** START OF Provided records **
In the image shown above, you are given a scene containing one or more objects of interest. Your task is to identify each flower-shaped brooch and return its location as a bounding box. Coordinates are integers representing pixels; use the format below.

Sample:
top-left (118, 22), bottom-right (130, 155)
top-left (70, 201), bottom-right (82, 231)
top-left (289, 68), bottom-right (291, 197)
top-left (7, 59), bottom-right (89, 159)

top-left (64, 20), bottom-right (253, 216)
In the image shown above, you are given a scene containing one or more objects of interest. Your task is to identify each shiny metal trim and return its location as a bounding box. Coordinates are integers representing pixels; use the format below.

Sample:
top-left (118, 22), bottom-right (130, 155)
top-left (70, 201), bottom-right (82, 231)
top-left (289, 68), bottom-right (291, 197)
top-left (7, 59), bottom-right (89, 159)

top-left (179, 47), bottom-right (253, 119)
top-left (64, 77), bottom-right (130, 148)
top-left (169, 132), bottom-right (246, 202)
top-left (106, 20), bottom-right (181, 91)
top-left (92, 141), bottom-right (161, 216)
** END OF Provided records **
**Your instructions**
Could you lay out every line of the data above as a Markdown table with the columns Row and Line, numbering the rows in order and leaving out blank lines?

**Exercise result**
| Row | Line |
|---|---|
| 1 | In the image shown above, you are given a scene containing one or more objects of interest. Your task is to identify each flower-shaped brooch and return its location as a bounding box. Coordinates are integers representing pixels; use the format below. |
| 2 | Sample: |
| 3 | top-left (118, 22), bottom-right (130, 155) |
| 4 | top-left (70, 201), bottom-right (82, 231) |
| 5 | top-left (289, 68), bottom-right (291, 197) |
| 6 | top-left (7, 59), bottom-right (89, 159) |
| 7 | top-left (64, 20), bottom-right (253, 216) |
| 8 | In the image shown above, you are given a scene containing one or more objects of interest. Your task is to identify each shiny metal trim and return its location as a bounding box. Coordinates are integers representing pixels; use the format below. |
| 9 | Sample: |
| 10 | top-left (118, 22), bottom-right (130, 155) |
| 11 | top-left (70, 201), bottom-right (82, 231) |
| 12 | top-left (289, 68), bottom-right (291, 197) |
| 13 | top-left (7, 59), bottom-right (89, 159) |
| 14 | top-left (179, 47), bottom-right (253, 119) |
| 15 | top-left (64, 77), bottom-right (130, 148) |
| 16 | top-left (169, 132), bottom-right (246, 202) |
| 17 | top-left (106, 20), bottom-right (181, 91) |
| 18 | top-left (92, 141), bottom-right (161, 216) |